- _Short task_: Scale the material from the line with "Target: paved road" up to and including the line with "(1008, 728)": give each of those lines again, copying every line without coordinates unchanged and multiplying every x and y coordinate in the points by 1.35, rounded to whole numbers with halves going up. Give only these lines.

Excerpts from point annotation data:
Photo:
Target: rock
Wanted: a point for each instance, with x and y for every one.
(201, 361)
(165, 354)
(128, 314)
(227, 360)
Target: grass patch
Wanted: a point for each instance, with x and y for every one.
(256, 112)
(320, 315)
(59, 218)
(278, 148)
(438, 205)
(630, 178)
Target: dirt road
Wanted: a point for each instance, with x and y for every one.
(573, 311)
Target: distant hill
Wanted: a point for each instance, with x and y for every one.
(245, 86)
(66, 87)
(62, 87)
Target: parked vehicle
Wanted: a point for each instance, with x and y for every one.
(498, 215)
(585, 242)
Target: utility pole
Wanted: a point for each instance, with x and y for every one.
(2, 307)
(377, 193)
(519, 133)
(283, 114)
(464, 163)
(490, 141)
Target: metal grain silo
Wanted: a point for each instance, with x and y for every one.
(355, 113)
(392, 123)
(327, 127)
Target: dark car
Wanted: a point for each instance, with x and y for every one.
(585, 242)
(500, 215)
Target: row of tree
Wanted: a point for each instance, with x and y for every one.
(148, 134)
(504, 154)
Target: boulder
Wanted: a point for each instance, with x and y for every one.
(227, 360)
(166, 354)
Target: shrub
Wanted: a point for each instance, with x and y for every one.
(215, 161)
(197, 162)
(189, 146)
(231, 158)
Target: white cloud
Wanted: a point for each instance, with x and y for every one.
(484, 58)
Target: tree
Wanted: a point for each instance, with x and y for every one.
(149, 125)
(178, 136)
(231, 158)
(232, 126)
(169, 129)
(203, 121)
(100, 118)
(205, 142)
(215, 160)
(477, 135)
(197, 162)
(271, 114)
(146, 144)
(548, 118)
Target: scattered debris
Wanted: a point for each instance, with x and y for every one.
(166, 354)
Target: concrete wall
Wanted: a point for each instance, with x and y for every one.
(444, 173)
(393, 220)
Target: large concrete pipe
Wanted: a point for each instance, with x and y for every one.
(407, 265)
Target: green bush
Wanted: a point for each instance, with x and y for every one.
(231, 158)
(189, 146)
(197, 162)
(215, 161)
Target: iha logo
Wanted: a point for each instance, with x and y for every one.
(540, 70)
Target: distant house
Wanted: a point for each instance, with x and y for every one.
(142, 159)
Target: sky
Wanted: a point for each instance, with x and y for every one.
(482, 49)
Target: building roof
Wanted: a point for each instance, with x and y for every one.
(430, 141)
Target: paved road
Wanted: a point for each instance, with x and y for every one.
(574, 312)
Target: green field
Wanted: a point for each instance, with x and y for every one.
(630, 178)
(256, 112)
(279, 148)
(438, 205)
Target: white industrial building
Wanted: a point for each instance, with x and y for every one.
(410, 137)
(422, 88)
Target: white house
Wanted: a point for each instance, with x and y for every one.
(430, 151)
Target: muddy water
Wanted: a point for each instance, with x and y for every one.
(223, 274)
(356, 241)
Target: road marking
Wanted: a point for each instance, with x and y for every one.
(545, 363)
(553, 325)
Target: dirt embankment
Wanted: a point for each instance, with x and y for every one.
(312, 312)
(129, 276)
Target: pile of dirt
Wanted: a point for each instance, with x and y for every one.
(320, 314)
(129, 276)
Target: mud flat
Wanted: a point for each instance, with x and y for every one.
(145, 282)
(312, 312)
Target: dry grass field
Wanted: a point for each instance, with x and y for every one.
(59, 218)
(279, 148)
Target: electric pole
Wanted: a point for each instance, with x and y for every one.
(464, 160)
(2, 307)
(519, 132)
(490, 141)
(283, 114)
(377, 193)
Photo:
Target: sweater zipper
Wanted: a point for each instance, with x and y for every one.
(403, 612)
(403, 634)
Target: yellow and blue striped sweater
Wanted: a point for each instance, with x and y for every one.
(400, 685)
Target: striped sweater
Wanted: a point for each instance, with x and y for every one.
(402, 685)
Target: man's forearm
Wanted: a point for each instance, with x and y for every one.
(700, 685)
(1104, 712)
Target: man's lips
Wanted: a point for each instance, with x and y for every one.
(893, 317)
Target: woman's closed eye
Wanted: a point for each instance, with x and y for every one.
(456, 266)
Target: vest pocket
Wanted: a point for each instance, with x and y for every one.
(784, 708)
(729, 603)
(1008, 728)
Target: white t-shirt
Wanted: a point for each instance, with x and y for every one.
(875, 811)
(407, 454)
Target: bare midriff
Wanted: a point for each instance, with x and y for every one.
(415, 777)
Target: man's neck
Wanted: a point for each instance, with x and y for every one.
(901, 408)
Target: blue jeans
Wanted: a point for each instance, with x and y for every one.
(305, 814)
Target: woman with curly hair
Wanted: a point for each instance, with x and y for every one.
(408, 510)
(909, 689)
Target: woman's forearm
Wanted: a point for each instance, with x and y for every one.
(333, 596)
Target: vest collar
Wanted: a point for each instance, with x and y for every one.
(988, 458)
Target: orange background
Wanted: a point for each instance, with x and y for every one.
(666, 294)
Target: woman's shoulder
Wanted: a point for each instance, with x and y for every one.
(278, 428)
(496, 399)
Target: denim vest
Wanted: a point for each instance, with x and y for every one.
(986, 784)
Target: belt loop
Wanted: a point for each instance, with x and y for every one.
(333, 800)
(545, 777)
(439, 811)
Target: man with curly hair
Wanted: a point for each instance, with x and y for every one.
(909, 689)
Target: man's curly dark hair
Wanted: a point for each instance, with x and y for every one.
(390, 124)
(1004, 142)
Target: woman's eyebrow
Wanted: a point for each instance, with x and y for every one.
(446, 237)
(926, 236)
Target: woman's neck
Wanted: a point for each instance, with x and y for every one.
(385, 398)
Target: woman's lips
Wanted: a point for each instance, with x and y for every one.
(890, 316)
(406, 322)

- _Exercise answer_:
Target: paved road
Wanted: a point for each instance, with x and y for every one.
(775, 421)
Target: green field
Wanted: a point for each instance, with x and y for every one.
(851, 240)
(346, 151)
(377, 200)
(591, 277)
Target: white industrial building
Wanted: a point for each instance, with x and y for every one.
(554, 185)
(570, 119)
Target: white house
Wanted: a point for each instance, with x and y for every one.
(581, 204)
Target: muddy water
Wanted: a point for each instance, with x and y for every one.
(301, 370)
(481, 325)
Target: road marking
Wanted: a point for each instance, with x and y for every one.
(736, 490)
(747, 439)
Target: dirt embankment
Wanted: a point for each instance, with x and y for every one.
(421, 421)
(174, 373)
Target: pile of dirt
Wanted: a point for each instance, with x and y for every one.
(432, 424)
(174, 373)
Target: mud flat
Wanted: a point for each instance, with x and y for every one.
(196, 381)
(421, 421)
Target: dry grass field
Wanted: a point for each instance, with x and y for every one.
(80, 294)
(377, 200)
Target: electric pole
Wanted: a point for each instance, with x and y for every one.
(626, 216)
(3, 414)
(701, 178)
(662, 190)
(382, 154)
(509, 261)
Photo:
Target: sweater zipper
Wanted: a point for each instance, with x and y for every one.
(544, 826)
(544, 856)
Target: yellow and blue striped sweater
Wanted: a point for each instance, with x and y for every one.
(540, 925)
Target: striped sweater
Wanted: a point for each instance, with x and y for every one.
(543, 925)
Target: man's forearm
Wanted: a point for each instance, with x and y for every one.
(945, 925)
(1490, 961)
Target: man's lips
Wanted: a point for each instance, with x and y for every one.
(1206, 428)
Target: woman's closed eye
Wanted: a point for each instance, with x and y for every one.
(616, 359)
Target: vest pocket
Wanted: a point for each instance, with x and y for every one.
(1058, 956)
(984, 814)
(1361, 983)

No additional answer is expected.